(Stored data)

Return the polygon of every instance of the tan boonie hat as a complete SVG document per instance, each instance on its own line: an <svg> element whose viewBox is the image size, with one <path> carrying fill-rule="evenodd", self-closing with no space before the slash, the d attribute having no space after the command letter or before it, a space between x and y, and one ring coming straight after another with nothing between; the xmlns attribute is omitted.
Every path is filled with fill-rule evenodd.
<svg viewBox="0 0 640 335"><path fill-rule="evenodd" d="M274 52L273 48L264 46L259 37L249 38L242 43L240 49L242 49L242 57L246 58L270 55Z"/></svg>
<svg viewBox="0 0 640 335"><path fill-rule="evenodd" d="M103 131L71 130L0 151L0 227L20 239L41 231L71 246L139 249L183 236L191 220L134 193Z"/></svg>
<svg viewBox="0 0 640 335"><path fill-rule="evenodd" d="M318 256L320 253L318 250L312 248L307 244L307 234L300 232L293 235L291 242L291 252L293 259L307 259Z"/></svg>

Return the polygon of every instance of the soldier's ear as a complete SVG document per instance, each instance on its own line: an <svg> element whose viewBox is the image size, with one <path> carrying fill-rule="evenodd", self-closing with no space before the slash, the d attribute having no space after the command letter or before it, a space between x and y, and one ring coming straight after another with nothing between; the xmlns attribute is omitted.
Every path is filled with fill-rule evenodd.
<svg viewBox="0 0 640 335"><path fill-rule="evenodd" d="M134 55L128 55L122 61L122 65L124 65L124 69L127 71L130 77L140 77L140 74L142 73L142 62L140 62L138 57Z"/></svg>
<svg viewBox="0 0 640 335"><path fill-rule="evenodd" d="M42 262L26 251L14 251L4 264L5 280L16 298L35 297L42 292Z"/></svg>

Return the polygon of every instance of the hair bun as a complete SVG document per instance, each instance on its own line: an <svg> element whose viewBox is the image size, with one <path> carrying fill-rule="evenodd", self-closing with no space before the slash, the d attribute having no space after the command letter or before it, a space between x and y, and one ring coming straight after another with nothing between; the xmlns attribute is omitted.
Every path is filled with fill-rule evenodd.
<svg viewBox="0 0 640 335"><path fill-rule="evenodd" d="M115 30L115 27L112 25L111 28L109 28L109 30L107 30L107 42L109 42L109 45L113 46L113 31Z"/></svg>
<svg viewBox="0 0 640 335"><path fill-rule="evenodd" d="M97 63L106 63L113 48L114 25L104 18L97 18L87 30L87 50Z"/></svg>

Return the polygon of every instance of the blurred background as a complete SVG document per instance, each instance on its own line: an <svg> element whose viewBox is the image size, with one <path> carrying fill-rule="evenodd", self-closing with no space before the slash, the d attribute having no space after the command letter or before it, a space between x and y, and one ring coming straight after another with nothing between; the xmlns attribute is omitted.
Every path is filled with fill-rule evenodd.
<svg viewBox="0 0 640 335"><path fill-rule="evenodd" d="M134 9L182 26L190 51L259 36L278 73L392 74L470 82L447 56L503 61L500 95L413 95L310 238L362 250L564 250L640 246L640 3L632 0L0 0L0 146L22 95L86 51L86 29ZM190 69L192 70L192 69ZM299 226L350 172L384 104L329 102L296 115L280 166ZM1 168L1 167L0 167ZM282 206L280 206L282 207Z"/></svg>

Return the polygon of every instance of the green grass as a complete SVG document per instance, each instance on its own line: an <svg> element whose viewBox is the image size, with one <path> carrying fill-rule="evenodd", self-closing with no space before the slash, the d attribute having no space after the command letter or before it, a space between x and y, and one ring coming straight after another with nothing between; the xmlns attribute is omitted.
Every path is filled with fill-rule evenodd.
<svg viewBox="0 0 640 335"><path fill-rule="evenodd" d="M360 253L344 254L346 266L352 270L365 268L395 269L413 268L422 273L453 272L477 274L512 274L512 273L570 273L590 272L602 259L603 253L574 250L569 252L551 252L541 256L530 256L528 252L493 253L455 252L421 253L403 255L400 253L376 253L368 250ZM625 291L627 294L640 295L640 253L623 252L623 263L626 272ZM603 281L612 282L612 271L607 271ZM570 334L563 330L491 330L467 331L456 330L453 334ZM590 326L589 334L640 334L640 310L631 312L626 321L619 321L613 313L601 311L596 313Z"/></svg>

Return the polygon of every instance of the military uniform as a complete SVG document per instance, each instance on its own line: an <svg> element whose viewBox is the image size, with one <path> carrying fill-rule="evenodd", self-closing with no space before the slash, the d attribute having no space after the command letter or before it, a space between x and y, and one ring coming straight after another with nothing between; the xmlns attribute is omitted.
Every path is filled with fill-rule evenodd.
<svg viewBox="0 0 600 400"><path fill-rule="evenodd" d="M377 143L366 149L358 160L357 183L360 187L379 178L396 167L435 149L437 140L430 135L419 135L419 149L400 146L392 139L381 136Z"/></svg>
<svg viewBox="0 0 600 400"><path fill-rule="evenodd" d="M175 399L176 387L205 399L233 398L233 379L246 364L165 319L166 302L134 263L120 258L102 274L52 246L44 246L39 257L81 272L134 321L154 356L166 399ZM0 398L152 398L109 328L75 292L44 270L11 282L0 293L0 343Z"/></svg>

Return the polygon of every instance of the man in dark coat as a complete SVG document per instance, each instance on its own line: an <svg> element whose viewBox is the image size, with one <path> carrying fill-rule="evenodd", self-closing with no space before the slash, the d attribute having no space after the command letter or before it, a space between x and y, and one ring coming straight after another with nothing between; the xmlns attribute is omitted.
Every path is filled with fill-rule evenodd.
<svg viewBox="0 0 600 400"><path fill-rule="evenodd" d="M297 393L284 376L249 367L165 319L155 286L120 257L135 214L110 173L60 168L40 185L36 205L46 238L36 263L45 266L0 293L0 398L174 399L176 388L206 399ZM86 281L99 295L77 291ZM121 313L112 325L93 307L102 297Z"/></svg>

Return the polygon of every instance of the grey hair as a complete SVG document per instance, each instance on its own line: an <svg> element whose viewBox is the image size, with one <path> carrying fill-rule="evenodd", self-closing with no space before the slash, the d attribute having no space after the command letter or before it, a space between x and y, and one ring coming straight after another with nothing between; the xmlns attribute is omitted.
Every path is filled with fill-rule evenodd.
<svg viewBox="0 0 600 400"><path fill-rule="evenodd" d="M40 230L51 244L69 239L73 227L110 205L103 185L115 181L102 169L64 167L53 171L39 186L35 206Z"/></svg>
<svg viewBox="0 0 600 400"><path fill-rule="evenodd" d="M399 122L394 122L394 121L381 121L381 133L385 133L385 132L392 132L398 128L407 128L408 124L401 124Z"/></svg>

→ **PROBLEM DESCRIPTION**
Review the preceding data and report every line that includes the string "hair".

→ **FINISHED TASK**
Return the polygon of every instance of the hair bun as a complete SVG document per instance, each instance on its own line: an <svg> element whose viewBox is the image size, with one <path> carrying fill-rule="evenodd", self-closing with no space before the slash, the d attribute having no space after the command letter or before it, a space between x and y, and one ring coming straight after another with nothing between; the xmlns attribute is omitted.
Return the polygon of every instance of the grey hair as a complete SVG document per instance, each instance on its own line: an <svg> element whose viewBox is the image size, with one <path> carrying fill-rule="evenodd", self-closing with no space before the slash, the d attribute having no space after the command letter or before it, a space between x and y, and one ring coming straight after another with nothing between; the xmlns attribute is omitted.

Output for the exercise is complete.